===== Texto de lectura =====

La coalición opositora hegemonizada por la derecha, que adolece de falta de coherencia y de proyecto alternativo, no cosechó una siembra política sino que sumó indiscriminadamente aliados y argumentos, recurriendo a discursos y prácticas controvertidos, caricaturizando el escenario político, y apelando al clivaje democracia/autoritarismo más que al menos creíble liberalismo/socialismo.
La oposición no puede cantar victoria ya que, si bien frenó la “morenización” de la geografía política nacional, su propio crecimiento fue de apenas un par de puntos porcentuales para el PAN y el PRI mientras que el PRD, a pesar de haberse subido al carro de las derechas, retrocedió y está al borde de la extinción. Creció, paradójicamente, el Movimiento Ciudadano (MC) que apostó a mantener al margen de los grandes bloques en disputa.
Las derechas sacaron un empate, cuando todo anunciaba una derrota contundente
Aún contando con el respaldo de los núcleos más influyentes y retrógrados de las clases dominantes y de los medios de comunicación que les pertenecen, las derechas lograron sacar un empate, cuando todo anunciaba una derrota contundente como la de 2018. Al mismo tiempo, no se trata de un empate catastrófico porque ninguno de los contendientes tiene interés en exacerbar el conflicto, sino más bien en preservar lo conquistado en vista del próximo y más importante enfrentamiento.
Mientras que las derechas tendrán que pensar en algo más consistente y constructivo para poder aspirar a reconquistar la Presidencia de la República, Morena tendrá que lamerse las heridas para cicatrizarlas antes de 2024. Eventualmente, podrá intentar levantar la cabeza en agosto, agitando la bandera anticorrupción y justicialista, si es que logra que la participación sea masiva en ocasión del referéndum que habilitaría los juicios a los ex presidentes.

===== Material presentado =====

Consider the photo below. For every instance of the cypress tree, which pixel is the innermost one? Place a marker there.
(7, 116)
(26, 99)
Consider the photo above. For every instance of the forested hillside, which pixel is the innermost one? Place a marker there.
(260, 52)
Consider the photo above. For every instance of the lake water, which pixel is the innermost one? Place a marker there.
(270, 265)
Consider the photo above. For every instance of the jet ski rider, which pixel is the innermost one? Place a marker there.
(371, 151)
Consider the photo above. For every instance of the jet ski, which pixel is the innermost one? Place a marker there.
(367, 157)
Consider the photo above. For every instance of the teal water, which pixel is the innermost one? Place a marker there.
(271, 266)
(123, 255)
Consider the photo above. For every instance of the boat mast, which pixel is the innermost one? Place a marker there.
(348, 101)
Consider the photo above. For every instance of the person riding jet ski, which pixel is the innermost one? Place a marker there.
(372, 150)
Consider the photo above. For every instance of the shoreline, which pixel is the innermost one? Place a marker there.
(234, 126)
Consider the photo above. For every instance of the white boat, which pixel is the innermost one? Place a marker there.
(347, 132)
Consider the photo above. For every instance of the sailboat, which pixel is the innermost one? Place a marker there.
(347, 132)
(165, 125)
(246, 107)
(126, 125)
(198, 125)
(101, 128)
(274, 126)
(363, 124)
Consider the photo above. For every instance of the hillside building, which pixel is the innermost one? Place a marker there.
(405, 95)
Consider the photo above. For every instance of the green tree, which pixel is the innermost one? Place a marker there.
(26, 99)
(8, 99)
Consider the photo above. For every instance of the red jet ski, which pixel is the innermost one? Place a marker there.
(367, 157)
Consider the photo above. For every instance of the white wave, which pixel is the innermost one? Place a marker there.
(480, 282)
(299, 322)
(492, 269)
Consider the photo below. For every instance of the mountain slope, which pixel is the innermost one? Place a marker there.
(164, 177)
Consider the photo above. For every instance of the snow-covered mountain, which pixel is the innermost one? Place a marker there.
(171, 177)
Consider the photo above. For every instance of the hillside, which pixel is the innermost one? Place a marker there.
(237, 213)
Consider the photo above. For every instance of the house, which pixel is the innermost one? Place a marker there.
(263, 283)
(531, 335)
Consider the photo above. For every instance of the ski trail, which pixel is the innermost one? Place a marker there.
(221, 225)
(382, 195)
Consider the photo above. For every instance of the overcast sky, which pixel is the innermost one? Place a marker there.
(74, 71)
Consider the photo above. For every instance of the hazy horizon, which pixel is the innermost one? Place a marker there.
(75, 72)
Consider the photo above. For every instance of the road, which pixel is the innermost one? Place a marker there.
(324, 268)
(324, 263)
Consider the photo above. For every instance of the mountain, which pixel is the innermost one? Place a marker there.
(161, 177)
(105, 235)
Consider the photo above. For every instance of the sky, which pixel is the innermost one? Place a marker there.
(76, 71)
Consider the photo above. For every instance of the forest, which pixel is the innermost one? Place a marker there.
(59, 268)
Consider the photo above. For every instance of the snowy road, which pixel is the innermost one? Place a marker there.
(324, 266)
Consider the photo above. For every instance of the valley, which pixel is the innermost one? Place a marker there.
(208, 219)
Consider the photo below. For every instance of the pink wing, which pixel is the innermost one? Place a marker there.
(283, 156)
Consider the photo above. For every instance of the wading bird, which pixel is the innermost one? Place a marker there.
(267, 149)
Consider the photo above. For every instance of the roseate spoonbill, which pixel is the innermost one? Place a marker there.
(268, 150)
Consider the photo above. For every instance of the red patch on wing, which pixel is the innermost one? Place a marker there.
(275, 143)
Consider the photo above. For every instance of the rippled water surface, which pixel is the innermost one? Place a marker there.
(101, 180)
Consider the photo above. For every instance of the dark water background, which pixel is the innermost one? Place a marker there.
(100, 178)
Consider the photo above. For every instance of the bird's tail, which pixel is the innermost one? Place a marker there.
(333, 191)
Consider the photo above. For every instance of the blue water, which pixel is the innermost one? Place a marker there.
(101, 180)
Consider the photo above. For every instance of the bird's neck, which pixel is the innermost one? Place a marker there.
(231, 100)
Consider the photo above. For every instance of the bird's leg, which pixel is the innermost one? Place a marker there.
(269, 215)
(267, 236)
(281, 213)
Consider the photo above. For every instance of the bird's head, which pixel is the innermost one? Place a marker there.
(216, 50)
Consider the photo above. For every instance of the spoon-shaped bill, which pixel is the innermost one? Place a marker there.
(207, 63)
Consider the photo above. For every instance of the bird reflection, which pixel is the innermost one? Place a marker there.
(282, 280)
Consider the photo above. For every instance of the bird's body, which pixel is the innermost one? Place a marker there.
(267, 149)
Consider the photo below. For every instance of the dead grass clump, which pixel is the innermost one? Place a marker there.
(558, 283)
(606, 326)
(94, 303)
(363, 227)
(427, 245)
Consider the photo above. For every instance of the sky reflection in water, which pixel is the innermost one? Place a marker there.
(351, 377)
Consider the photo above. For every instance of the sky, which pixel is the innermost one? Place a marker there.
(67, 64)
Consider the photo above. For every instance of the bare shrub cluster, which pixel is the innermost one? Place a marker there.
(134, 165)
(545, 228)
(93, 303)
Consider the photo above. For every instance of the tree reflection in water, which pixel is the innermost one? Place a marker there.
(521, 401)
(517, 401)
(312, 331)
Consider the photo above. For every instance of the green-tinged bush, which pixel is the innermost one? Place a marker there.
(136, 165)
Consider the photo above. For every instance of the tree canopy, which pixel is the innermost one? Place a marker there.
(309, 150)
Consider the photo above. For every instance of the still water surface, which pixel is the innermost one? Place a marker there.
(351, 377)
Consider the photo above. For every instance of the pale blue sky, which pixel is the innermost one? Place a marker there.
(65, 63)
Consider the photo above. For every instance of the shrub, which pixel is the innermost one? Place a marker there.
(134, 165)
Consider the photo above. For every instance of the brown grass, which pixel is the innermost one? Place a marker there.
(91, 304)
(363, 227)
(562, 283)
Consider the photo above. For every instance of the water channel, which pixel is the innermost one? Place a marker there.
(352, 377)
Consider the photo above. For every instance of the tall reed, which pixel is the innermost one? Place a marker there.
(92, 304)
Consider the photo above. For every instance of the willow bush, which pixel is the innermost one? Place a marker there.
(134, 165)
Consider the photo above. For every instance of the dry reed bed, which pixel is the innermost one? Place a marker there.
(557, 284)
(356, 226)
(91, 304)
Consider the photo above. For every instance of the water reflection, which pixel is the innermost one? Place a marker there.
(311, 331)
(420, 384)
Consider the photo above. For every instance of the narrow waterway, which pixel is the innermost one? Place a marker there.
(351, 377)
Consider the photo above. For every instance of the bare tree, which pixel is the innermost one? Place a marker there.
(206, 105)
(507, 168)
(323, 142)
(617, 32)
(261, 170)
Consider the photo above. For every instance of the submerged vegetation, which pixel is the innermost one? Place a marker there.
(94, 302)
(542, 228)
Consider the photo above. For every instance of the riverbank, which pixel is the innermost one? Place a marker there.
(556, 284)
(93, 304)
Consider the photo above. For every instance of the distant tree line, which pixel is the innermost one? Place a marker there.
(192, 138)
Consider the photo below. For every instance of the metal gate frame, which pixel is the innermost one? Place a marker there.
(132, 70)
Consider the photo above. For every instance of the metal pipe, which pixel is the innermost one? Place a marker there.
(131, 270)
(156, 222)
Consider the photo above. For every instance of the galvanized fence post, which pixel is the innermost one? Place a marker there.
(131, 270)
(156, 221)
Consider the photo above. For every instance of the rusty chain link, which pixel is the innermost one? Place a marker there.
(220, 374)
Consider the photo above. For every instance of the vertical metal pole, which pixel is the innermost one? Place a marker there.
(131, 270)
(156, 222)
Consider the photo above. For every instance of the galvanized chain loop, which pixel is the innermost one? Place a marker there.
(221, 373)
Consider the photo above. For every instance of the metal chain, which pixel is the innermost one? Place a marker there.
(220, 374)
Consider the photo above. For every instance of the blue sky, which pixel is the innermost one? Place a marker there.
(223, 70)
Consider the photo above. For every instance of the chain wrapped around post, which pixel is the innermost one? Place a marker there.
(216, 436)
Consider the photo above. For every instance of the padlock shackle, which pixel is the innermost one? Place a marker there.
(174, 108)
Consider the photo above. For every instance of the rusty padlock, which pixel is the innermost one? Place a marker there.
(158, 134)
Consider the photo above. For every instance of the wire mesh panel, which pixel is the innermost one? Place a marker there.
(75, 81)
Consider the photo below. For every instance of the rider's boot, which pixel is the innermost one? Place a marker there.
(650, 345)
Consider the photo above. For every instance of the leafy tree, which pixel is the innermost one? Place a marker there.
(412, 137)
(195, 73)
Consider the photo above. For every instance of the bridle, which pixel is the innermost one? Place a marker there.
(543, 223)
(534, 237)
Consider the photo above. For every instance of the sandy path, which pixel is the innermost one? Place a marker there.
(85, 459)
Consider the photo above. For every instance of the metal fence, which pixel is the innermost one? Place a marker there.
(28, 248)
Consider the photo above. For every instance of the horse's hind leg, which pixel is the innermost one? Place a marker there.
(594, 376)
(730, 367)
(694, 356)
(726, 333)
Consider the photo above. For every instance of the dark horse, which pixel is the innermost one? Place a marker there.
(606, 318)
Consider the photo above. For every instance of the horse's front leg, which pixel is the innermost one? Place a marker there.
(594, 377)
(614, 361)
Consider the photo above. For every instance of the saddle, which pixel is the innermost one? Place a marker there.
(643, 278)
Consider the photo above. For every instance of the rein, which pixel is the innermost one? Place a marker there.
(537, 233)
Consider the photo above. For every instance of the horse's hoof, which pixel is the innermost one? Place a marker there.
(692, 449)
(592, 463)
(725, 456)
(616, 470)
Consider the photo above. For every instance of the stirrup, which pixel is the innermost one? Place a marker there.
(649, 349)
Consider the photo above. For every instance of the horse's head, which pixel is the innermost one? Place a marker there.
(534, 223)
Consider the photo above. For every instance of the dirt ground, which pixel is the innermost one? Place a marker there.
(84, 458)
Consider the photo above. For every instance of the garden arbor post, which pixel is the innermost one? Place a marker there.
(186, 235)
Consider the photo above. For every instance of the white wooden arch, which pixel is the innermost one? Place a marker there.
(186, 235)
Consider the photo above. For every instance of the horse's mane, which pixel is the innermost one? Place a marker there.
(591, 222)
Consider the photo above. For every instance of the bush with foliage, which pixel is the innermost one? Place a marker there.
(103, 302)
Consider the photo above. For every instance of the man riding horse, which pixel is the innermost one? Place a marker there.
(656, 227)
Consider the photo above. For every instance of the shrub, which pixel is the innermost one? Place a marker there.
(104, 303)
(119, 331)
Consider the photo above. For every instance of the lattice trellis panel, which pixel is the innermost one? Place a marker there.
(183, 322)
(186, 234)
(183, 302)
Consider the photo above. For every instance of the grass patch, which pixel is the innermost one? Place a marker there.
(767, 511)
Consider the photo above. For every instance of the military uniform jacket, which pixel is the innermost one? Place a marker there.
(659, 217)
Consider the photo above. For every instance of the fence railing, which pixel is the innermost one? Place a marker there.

=====

Ejercicios propuestos =>
**a)** Reproduzca el fragmento del texto de lectura que va desde "La coalición opositora" hasta "bloques en disputa.", ambos incluidos.
**b)** Reúna todas las filas que contengan la palabra "road" y cópielas íntegras.

Respuestas completas =>
**a)**
La coalición opositora hegemonizada por la derecha, que adolece de falta de coherencia y de proyecto alternativo, no cosechó una siembra política sino que sumó indiscriminadamente aliados y argumentos, recurriendo a discursos y prácticas controvertidos, caricaturizando el escenario político, y apelando al clivaje democracia/autoritarismo más que al menos creíble liberalismo/socialismo.
La oposición no puede cantar victoria ya que, si bien frenó la “morenización” de la geografía política nacional, su propio crecimiento fue de apenas un par de puntos porcentuales para el PAN y el PRI mientras que el PRD, a pesar de haberse subido al carro de las derechas, retrocedió y está al borde de la extinción. Creció, paradójicamente, el Movimiento Ciudadano (MC) que apostó a mantener al margen de los grandes bloques en disputa.

**b)**
Consider the photo above. For every instance of the road, which pixel is the innermost one? Place a marker there.
Consider the photo above. For every instance of the snowy road, which pixel is the innermost one? Place a marker there.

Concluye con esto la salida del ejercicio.